▶ Exercise brief
Look below for the line containing "If you could locate the water"; write out that line and each one after it to the end, exactly, and nothing else.

▶ Source information

++++

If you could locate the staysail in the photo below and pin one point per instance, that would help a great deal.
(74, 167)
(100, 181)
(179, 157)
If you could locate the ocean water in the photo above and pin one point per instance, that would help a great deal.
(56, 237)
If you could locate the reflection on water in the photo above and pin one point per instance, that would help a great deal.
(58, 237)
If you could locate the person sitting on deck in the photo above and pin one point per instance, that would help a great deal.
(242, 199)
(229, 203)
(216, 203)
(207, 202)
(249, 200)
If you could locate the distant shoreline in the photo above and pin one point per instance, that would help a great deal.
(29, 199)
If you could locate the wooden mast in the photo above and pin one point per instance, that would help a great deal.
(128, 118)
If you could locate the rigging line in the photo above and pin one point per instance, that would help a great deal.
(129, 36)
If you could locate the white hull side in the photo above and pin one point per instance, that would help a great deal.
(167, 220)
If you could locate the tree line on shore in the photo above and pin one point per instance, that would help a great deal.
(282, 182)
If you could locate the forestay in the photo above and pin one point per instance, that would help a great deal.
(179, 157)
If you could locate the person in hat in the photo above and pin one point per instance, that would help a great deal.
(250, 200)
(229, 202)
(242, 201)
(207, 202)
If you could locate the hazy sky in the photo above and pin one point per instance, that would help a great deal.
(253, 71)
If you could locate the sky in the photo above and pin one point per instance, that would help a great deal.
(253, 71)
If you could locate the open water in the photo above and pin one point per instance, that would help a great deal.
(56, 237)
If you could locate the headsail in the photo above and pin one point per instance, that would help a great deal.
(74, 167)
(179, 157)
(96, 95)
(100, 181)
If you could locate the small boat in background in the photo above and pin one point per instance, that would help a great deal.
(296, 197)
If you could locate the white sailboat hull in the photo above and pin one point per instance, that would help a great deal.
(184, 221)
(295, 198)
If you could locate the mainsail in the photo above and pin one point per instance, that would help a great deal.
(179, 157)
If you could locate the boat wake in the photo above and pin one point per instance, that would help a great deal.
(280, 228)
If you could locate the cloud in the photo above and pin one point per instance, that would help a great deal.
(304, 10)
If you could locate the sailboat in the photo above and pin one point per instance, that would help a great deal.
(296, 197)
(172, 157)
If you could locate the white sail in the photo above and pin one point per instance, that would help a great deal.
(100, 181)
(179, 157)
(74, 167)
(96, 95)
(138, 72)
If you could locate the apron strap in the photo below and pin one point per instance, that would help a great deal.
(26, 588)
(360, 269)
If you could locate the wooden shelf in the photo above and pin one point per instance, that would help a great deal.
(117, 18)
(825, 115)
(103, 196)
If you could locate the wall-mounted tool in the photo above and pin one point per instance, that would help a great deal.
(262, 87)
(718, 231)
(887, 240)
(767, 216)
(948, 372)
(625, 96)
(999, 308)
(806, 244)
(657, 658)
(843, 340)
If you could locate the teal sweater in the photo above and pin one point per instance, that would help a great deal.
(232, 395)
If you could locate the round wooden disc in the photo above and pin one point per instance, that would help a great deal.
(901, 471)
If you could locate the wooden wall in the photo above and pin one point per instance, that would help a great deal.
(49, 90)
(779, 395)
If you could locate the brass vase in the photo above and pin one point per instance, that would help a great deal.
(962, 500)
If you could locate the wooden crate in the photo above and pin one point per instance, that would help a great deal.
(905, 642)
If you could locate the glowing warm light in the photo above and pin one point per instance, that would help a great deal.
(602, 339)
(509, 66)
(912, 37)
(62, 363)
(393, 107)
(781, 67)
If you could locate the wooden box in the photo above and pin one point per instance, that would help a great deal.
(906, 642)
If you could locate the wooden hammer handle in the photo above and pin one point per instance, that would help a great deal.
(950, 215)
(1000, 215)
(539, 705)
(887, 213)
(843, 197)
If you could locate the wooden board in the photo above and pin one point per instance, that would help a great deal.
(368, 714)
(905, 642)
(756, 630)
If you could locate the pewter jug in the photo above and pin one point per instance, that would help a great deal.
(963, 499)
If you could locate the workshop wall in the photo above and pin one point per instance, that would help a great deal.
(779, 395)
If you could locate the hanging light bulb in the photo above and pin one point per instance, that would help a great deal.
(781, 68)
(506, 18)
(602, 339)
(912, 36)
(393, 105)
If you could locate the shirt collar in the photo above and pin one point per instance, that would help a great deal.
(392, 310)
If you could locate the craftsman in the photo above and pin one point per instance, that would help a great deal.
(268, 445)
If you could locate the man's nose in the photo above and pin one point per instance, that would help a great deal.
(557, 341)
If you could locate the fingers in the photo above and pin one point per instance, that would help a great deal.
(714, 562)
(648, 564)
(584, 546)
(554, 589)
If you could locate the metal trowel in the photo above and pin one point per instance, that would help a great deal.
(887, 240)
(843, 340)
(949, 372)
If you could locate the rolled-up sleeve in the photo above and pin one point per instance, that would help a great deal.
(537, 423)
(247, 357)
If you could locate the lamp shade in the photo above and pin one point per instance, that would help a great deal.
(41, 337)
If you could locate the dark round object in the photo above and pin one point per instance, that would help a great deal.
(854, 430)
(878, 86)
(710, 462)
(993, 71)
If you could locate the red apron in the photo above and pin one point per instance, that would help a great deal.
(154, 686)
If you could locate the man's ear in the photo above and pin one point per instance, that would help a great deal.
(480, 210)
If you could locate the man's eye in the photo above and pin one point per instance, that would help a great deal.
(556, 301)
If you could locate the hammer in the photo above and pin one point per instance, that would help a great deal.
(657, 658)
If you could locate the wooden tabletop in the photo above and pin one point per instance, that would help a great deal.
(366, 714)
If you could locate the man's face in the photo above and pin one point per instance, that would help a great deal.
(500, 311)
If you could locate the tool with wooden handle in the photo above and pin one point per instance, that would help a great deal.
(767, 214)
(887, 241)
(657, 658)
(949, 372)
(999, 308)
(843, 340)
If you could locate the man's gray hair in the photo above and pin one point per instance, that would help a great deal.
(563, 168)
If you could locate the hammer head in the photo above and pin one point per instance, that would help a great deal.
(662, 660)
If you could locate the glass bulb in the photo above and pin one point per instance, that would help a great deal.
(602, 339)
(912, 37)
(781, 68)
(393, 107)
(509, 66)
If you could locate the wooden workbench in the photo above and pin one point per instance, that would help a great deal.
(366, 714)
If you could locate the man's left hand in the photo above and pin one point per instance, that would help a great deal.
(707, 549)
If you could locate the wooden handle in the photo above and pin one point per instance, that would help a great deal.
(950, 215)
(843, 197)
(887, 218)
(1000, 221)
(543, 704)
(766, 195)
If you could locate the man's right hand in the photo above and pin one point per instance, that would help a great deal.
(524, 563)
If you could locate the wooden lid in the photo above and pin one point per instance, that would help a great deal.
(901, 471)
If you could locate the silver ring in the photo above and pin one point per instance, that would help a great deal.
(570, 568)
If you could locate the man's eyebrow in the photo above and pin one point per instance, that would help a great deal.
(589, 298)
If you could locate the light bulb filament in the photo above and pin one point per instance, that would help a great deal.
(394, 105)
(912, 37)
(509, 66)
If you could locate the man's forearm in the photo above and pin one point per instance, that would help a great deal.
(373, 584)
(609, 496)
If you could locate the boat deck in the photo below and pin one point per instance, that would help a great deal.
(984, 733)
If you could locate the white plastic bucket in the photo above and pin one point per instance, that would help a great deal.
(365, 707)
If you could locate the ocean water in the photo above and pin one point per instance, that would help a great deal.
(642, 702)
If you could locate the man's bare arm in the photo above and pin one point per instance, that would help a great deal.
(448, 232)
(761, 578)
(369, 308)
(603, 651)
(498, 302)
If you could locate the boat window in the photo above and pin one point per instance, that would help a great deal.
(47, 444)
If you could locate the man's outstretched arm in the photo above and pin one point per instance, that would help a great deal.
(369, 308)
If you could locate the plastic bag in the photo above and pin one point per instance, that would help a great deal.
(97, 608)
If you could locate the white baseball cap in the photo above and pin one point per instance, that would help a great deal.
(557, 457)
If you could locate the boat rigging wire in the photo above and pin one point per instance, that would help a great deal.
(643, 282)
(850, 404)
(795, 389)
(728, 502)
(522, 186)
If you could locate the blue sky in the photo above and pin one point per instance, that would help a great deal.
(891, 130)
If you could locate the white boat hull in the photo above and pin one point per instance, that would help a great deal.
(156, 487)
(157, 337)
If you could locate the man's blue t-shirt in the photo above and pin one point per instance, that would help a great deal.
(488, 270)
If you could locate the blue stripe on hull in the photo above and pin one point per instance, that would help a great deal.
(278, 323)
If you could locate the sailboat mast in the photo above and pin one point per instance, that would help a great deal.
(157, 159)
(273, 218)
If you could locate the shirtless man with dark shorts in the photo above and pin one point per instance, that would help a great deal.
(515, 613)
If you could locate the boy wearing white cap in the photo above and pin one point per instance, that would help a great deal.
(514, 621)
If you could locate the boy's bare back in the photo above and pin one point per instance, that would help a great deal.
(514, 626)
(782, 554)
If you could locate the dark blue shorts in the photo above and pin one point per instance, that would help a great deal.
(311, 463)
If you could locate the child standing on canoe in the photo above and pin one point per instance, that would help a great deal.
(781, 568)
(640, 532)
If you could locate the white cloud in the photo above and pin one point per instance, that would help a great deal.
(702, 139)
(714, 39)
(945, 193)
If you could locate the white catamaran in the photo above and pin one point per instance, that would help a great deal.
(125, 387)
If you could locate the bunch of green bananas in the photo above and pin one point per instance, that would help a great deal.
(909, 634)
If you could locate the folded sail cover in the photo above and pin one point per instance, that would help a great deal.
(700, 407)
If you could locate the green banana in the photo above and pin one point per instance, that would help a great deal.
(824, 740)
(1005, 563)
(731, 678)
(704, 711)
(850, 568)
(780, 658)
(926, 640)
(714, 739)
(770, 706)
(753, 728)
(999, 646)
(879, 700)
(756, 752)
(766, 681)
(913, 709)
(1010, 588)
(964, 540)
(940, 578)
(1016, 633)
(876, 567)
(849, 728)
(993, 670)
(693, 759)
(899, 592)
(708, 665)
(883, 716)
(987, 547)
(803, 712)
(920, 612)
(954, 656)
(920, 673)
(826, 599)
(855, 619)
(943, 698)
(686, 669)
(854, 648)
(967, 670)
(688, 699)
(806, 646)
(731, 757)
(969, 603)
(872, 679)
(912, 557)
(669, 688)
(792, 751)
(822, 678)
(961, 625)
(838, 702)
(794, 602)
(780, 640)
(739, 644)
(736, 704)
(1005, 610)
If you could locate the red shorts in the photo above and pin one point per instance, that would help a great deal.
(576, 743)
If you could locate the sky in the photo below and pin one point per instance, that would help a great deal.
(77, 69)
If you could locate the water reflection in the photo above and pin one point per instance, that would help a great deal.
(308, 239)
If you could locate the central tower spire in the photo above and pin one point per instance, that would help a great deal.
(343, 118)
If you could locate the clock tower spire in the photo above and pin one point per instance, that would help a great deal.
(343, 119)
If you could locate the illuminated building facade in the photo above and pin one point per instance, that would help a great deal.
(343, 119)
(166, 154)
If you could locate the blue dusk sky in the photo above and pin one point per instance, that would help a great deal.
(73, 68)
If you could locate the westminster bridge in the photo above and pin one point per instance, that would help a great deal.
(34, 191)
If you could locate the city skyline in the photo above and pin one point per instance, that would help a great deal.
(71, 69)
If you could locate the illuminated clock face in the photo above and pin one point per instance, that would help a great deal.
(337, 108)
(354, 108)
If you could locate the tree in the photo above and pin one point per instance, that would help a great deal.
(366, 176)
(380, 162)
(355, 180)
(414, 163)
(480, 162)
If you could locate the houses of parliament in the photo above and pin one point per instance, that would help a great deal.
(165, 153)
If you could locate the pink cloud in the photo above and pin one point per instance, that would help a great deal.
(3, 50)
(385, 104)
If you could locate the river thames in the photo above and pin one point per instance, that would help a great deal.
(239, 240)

++++

▶ Written answer
If you could locate the water reflection in the photo above and pin one point per instance, that would help a great deal.
(308, 239)
If you could locate the central tower spire in the photo above and pin one point per instance, that would help a great deal.
(343, 118)
If you could locate the clock tower spire in the photo above and pin one point per instance, that would help a great deal.
(343, 119)
If you could locate the illuminated building facade in the photo above and pin one point per instance, that would help a great deal.
(343, 119)
(166, 154)
If you could locate the blue dusk sky in the photo above and pin one point per instance, that would help a great deal.
(73, 68)
If you could locate the westminster bridge in the photo above and pin one point per instance, that would help a great deal.
(34, 191)
If you could locate the city skyline in the photo above and pin one point per instance, that would help a great deal.
(71, 69)
If you could locate the illuminated clock face in the photo above and pin one point per instance, that would help a great deal.
(337, 108)
(354, 108)
If you could locate the tree in the photo above and pin one point per instance, that would help a great deal.
(366, 176)
(380, 162)
(355, 180)
(414, 163)
(480, 162)
If you could locate the houses of parliament in the photo above and pin one point per instance, that would help a great deal.
(165, 153)
If you could locate the pink cloud in the photo above and pin one point per instance, that would help a great deal.
(3, 50)
(385, 104)
If you could locate the river thames in the photo above and pin one point per instance, that would help a great deal.
(239, 240)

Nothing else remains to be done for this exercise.